- [Provided passage]:

------------------------------------------------------------

Despite numerous threats and violence, it also monitored the 1986 snap elections on February 7 and published results that showed Corazon Aquino leading against incumbent president Ferdinand Marcos, in contrast again to the official results released by COMELEC. This triggered widespread protests that culminated with the People Power Revolution that toppled the Marcos regime later that month. Concepcion joined the uprising, where he was feted and lifted to the air by demonstrators chanting "NAMFREL".

===Trade secretary===

Following Aquino's inauguration as president, Jose was appointed as Secretary of the Department of Trade and Industry (DTI) from 1986 to 1991. His tenure in the Aquino cabinet was marked by his launching of the "Yes, the Filipino Can!" movement to promote the Philippines' economic recovery after the Marcos dictatorship and his establishment of the One-Stop-Shop program for obtaining business permits and licenses.

A message promoting the Yes, the Filipino Can! movement was included at the end of the 1991 comedy film Juan Tamad at Mister Shooli: Mongolian Barbecue. A year later in 1992, he ran for the position of senator, however achieved 29th place outside the winning circle of 24 candidates for that years elections.

==Later years==
After leaving the Aquino cabinet, Concepcion returned to leading RFM, during which he also owned the Pop Cola Panthers competing in the Philippine Basketball Association from 1991 until the sale of its franchise in 2001. He was also elected in 1999 as barangay chairman of Forbes Park. During his tenure Concepcion, on one occasion, helped to direct traffic during a gridlock despite his advanced age. He also remained active in the politics of Pasay through the Pasay Citizens League for Good Government, which he founded. He also co-founded several other civil society and business organizations such as the Capitol Jaycees, the Bishop-Businessmen Conference for Human Development, and the ASEAN Chambers of Commerce and Industry. He also engaged in overseas visits to promote NAMFREL's work as the organization continued to help other countries hold credible elections.

In 2000, he was among several prominent members of the private sector who called for the resignation of President Joseph Estrada amid corruption scandals involving the latter.

==Personal life and death==
Concepcion was married to Maria Victoria Araneta, whom he first met while studying at the Araneta Institute of Agriculture, and had eight children and 31 grandchildren.

One of his children, Jose Maria "Joey" Concepcion III, succeeded him as the head of RFM when he joined the Aquino cabinet, and served as Presidential Advisor for Entrepreneurship to Gloria Macapagal-Arroyo and Rodrigo Duterte, as well as a trade adviser to President Bongbong Marcos. Joey is also the founder of Go Negosyo, an organization that seeks to assist small and medium-scale entrepreneurs throughout the Philippines.

Concepcion died on March 6, 2024, at the age of 92. He was buried in Taguig.

------------------------------------------------------------

- [What this task involves]: Please reproduce, word for word, everything in the Concepcion biography from "One of his children, Jose" down to "buried in Taguig.". None of the rows are needed for this work.

(Rows contained in a dataset)
------------------------------------------------------------

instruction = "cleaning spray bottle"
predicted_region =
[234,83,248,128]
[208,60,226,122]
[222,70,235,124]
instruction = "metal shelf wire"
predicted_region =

------------------------------------------------------------

- [Problem solution]:
One of his children, Jose Maria "Joey" Concepcion III, succeeded him as the head of RFM when he joined the Aquino cabinet, and served as Presidential Advisor for Entrepreneurship to Gloria Macapagal-Arroyo and Rodrigo Duterte, as well as a trade adviser to President Bongbong Marcos. Joey is also the founder of Go Negosyo, an organization that seeks to assist small and medium-scale entrepreneurs throughout the Philippines.

Concepcion died on March 6, 2024, at the age of 92. He was buried in Taguig.